- Tentang Tugas Ini: Tuliskan ulang dengan persis bagian teks tentang hubungan Jokowi dengan PDIP di bawah, dari "Beberapa waktu belakangan, elite" sampai "dalam penanganan pandemi.", termasuk kedua kata itu.

━━━ Teks Bacaan ━━━

Jokowi Tak Bisa Disalahkan Atas Renggangnya Hubungan dengan PDIP dan Akrab dengan Golkar
Pengamat komunikasi politik Universitas Paramadina Hendri Satrio menyebut Presiden Joko Widodo (Jokowi) tak bisa disalahkan ketika hubungannya menjadi
Penulis: Vincentius Jyestha Candraditya
Editor: Johnson Simanjuntak
TRIBUNNEWS.COM, JAKARTA - Pengamat komunikasi politik Universitas Paramadina Hendri Satrio menyebut Presiden Joko Widodo (Jokowi) tak bisa disalahkan ketika hubungannya menjadi renggang dengan PDI Perjuangan (PDIP).
Beberapa waktu belakangan, elite PDIP kerap terlihat mengkritik Jokowi.
Selain itu, Jokowi terlihat lebih kerap menyerahkan posisi strategis kepada elit parpol lain yakni Golkar dalam penanganan pandemi.

━━━ Data yang Diberikan ━━━

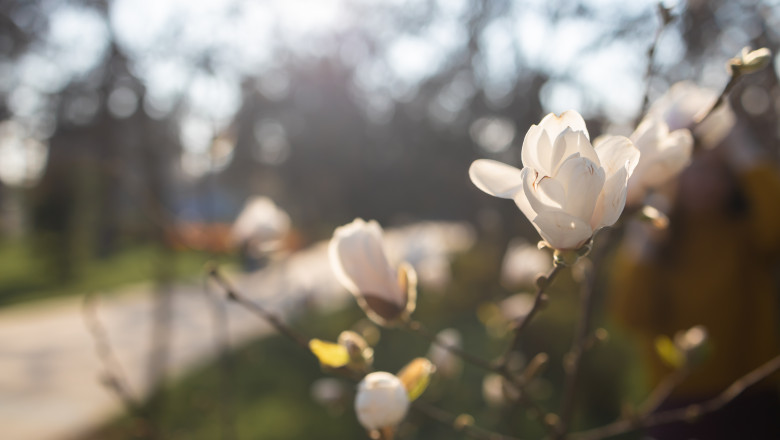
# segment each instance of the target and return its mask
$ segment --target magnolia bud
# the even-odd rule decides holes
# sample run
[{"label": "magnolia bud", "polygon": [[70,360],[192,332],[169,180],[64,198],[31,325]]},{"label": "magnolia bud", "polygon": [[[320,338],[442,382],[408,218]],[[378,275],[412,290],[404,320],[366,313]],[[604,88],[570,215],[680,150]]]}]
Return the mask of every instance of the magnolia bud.
[{"label": "magnolia bud", "polygon": [[382,227],[355,219],[336,228],[328,246],[336,278],[379,325],[405,321],[417,303],[417,275],[411,265],[393,269],[385,255]]},{"label": "magnolia bud", "polygon": [[771,60],[772,52],[766,47],[753,51],[745,47],[742,49],[740,56],[729,60],[728,68],[735,75],[753,73],[766,67]]},{"label": "magnolia bud", "polygon": [[358,385],[355,413],[360,424],[369,431],[397,425],[408,409],[406,388],[390,373],[371,373]]}]

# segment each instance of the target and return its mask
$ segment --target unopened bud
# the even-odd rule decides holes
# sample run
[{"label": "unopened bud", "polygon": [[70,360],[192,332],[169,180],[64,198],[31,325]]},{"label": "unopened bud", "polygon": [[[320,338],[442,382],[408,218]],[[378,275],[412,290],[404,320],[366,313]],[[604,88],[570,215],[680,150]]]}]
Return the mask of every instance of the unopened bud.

━━━

- Jawaban Latihan:
Beberapa waktu belakangan, elite PDIP kerap terlihat mengkritik Jokowi.
Selain itu, Jokowi terlihat lebih kerap menyerahkan posisi strategis kepada elit parpol lain yakni Golkar dalam penanganan pandemi.